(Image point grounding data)
################

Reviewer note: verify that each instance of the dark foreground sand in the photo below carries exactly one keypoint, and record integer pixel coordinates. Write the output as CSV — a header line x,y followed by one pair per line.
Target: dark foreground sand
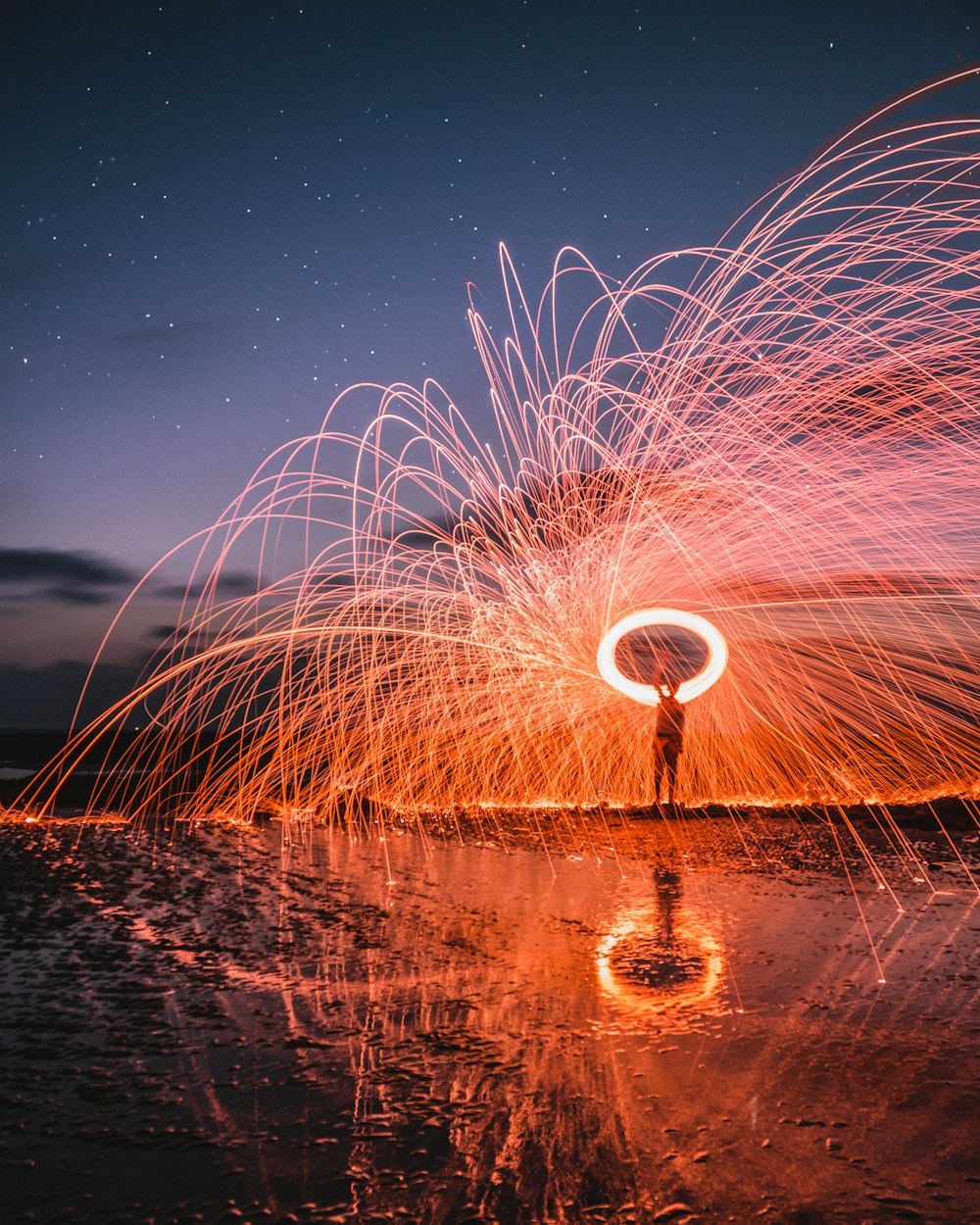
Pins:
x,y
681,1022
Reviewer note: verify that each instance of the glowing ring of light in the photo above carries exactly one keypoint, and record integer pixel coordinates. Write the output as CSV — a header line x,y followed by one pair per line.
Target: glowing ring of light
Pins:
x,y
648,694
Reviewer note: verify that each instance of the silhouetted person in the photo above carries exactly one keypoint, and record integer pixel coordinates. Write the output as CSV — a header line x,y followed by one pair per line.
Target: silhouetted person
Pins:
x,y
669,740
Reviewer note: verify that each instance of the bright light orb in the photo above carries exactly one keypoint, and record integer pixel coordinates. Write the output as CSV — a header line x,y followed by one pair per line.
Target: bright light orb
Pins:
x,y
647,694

################

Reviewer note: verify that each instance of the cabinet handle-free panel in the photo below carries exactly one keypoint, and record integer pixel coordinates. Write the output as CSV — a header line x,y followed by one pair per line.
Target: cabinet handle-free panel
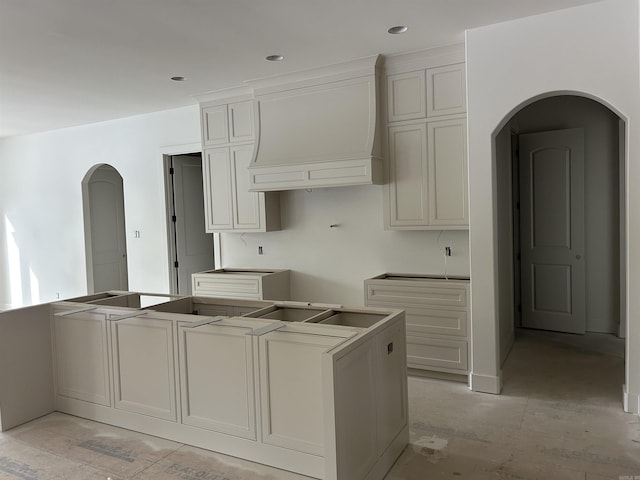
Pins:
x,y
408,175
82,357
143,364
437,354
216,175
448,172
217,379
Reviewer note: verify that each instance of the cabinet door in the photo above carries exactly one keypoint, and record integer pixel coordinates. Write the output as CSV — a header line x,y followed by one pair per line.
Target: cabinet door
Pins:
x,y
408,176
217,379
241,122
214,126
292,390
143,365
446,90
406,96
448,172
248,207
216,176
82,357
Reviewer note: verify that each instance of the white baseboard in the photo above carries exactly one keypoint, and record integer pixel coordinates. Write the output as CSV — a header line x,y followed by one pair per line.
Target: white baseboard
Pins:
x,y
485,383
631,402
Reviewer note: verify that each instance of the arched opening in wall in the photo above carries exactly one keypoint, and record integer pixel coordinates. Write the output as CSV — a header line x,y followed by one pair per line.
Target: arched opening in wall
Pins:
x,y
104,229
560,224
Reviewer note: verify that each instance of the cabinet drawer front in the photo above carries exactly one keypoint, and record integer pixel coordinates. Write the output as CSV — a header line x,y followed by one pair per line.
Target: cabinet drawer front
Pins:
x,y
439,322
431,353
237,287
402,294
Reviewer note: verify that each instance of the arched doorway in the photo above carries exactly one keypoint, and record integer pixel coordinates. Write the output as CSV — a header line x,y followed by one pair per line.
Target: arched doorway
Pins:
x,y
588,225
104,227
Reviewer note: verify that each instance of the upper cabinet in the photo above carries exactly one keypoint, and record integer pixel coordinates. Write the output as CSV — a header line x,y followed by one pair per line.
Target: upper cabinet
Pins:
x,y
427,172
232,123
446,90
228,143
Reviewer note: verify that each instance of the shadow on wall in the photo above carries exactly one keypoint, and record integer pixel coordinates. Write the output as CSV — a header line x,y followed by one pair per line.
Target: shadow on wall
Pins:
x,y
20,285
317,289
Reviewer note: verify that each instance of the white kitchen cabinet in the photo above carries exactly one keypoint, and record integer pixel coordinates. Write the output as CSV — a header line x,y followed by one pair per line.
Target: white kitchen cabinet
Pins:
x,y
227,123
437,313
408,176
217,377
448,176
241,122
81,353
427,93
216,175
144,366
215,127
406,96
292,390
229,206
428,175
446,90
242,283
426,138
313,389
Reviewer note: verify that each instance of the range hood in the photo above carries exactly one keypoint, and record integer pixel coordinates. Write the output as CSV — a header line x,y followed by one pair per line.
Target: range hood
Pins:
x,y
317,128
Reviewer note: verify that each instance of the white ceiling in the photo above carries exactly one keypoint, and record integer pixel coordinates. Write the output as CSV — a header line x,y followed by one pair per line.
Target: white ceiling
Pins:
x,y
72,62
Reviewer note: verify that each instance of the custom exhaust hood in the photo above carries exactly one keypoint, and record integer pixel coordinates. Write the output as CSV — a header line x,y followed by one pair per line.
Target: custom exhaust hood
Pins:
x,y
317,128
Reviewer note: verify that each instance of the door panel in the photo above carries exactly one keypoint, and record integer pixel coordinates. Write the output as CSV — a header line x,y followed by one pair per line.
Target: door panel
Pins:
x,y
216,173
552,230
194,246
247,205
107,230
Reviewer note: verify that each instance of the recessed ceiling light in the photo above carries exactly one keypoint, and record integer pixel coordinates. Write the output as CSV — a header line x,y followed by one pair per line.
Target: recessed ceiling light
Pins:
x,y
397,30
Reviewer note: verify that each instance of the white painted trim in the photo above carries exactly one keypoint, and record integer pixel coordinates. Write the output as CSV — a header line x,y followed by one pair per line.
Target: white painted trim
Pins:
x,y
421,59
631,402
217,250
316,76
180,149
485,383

################

Your assignment: Wherever a line in the entries above holds "painted", copy that line.

Your solution:
Reviewer note: verify that each instance of the white painted trim in the photo above carries exactly one keypoint, and record integer pixel coordinates. Write the output as CSV — a header line x,y followed by one pair per line.
Target: white painted trim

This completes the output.